# [Job]
Change every "grounding module" in the items below to "detection module" and write the items out again with nothing else altered. Leave out the pictures.

# [Bounding box annotations for photos]
* * * * * * * * *

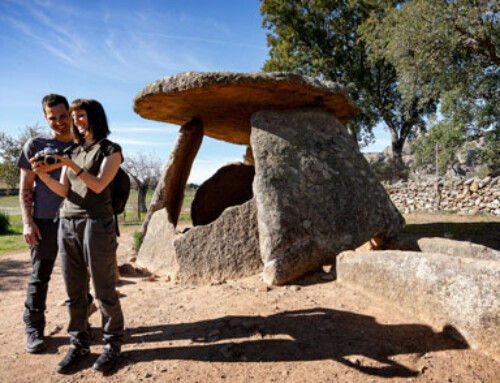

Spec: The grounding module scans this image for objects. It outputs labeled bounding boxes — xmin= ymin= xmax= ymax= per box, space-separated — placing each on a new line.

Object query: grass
xmin=0 ymin=234 xmax=28 ymax=256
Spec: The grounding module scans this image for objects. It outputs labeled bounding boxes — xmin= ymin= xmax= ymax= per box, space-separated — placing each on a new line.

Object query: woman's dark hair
xmin=42 ymin=93 xmax=69 ymax=113
xmin=69 ymin=98 xmax=111 ymax=144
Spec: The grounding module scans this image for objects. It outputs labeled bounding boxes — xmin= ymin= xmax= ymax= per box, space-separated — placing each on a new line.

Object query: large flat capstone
xmin=251 ymin=109 xmax=404 ymax=284
xmin=134 ymin=72 xmax=358 ymax=145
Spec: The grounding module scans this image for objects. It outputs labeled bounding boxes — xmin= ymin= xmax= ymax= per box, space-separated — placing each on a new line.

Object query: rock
xmin=137 ymin=199 xmax=262 ymax=284
xmin=321 ymin=274 xmax=335 ymax=281
xmin=469 ymin=180 xmax=479 ymax=192
xmin=118 ymin=263 xmax=137 ymax=277
xmin=134 ymin=72 xmax=357 ymax=145
xmin=191 ymin=162 xmax=255 ymax=226
xmin=142 ymin=119 xmax=203 ymax=234
xmin=337 ymin=251 xmax=500 ymax=356
xmin=251 ymin=109 xmax=404 ymax=284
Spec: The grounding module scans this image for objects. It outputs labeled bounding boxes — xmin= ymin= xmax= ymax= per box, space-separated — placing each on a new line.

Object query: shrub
xmin=370 ymin=158 xmax=410 ymax=182
xmin=134 ymin=231 xmax=144 ymax=251
xmin=0 ymin=211 xmax=10 ymax=234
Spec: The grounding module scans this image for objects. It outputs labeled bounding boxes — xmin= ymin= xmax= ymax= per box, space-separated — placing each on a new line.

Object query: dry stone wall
xmin=384 ymin=176 xmax=500 ymax=216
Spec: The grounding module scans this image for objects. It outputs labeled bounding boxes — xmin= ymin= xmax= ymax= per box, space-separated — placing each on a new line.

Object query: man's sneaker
xmin=56 ymin=344 xmax=89 ymax=374
xmin=92 ymin=344 xmax=120 ymax=372
xmin=26 ymin=331 xmax=47 ymax=354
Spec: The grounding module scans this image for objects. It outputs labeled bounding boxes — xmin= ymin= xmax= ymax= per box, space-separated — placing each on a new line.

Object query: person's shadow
xmin=117 ymin=308 xmax=468 ymax=377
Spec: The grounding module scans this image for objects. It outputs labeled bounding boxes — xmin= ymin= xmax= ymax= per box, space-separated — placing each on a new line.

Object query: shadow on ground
xmin=403 ymin=222 xmax=500 ymax=250
xmin=118 ymin=308 xmax=468 ymax=377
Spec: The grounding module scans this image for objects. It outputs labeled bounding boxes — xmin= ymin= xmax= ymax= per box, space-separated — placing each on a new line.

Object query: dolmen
xmin=134 ymin=72 xmax=404 ymax=285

* * * * * * * * *

# [Written response]
Spec: The detection module scans this image for objects. It outputs labeled bounding boxes — xmin= ymin= xmax= ymax= per box, space-separated — placing each on a new line.

Object query: grass
xmin=0 ymin=234 xmax=28 ymax=256
Spec: The detection module scans this image for objects. It outputs labeled bounding boxes — xmin= ymin= xmax= ymax= per box, space-separated — placing each on a new line.

Object query: woman's dark hair
xmin=42 ymin=93 xmax=69 ymax=113
xmin=69 ymin=98 xmax=111 ymax=144
Spec: The detection module scans this image for objects. It outputs labeled bounding boxes — xmin= ymin= xmax= ymax= per box, space-separated — placing each on a new line.

Object query: large flat capstone
xmin=251 ymin=109 xmax=404 ymax=284
xmin=134 ymin=72 xmax=358 ymax=145
Spec: The detection module scans this image for objects. It outputs labeled bounding boxes — xmin= ymin= xmax= ymax= per box, space-separated — placing each on a new line.

Object query: rock
xmin=137 ymin=199 xmax=262 ymax=284
xmin=321 ymin=274 xmax=335 ymax=281
xmin=469 ymin=180 xmax=479 ymax=192
xmin=118 ymin=263 xmax=137 ymax=277
xmin=134 ymin=72 xmax=357 ymax=145
xmin=191 ymin=162 xmax=255 ymax=226
xmin=142 ymin=119 xmax=203 ymax=234
xmin=337 ymin=251 xmax=500 ymax=356
xmin=251 ymin=109 xmax=404 ymax=284
Spec: The detection module scans this image for objects. It outputs labeled bounding boxes — xmin= ymin= xmax= ymax= per box, space-separated — placing each on a new line.

Object query: shrub
xmin=370 ymin=158 xmax=410 ymax=182
xmin=134 ymin=231 xmax=144 ymax=251
xmin=0 ymin=211 xmax=10 ymax=234
Spec: The detection module scans this image for objects. It outputs labeled bounding boxes — xmin= ymin= xmax= ymax= per box, space-separated — placing each on a new line.

Object query: dry stone wall
xmin=384 ymin=176 xmax=500 ymax=216
Spec: The detection module scans this image for objects. It outputs labeled bounding boxes — xmin= ymin= xmax= ymax= per box, space-separated — placing each on a new line.

Object query: man's sneaker
xmin=56 ymin=344 xmax=89 ymax=374
xmin=92 ymin=344 xmax=120 ymax=372
xmin=26 ymin=331 xmax=47 ymax=354
Spec: The detection module scans this image for objects. It outputs labeled bounding boxes — xmin= ymin= xmax= ymax= per box, space-separated — placing each on a new line.

Object query: person's shadow
xmin=117 ymin=308 xmax=468 ymax=377
Spec: The detection module scans this image for objects. It outputs labeled bounding boxes — xmin= ymin= xmax= ymax= per box, space-separated — placing each on a new line.

Object query: shadow on ground
xmin=403 ymin=222 xmax=500 ymax=250
xmin=118 ymin=308 xmax=468 ymax=377
Spec: The detection module scans this image for objects. It outputs labeled bounding boxes — xmin= ymin= xmax= ymax= per box, space-separated — placing each on a new line.

Object query: dolmen
xmin=134 ymin=72 xmax=404 ymax=285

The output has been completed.